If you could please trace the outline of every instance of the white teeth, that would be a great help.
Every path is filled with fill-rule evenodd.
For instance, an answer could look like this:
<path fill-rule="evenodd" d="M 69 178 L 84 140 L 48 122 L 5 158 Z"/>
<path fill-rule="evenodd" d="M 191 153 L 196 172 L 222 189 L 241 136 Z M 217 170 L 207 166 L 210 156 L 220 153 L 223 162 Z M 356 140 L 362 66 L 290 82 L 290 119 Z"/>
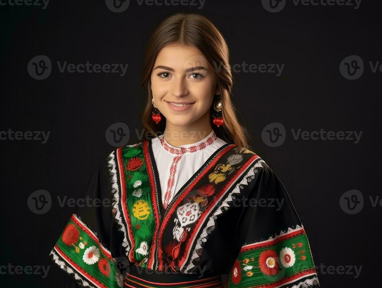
__________
-- DO THIS --
Reproduce the rows above word for word, leaving out the picture.

-- REPLY --
If you could please trace the outline of every instance of the white teeth, that would be a great help.
Every path is filled with fill-rule evenodd.
For instance, an answer could look like this:
<path fill-rule="evenodd" d="M 69 178 L 84 140 L 48 122 L 5 158 Z"/>
<path fill-rule="evenodd" d="M 191 153 L 196 172 L 222 189 L 241 136 Z M 217 170 L 207 166 L 210 156 L 220 153 L 223 162 Z M 356 140 L 362 66 L 290 82 L 290 119 Z"/>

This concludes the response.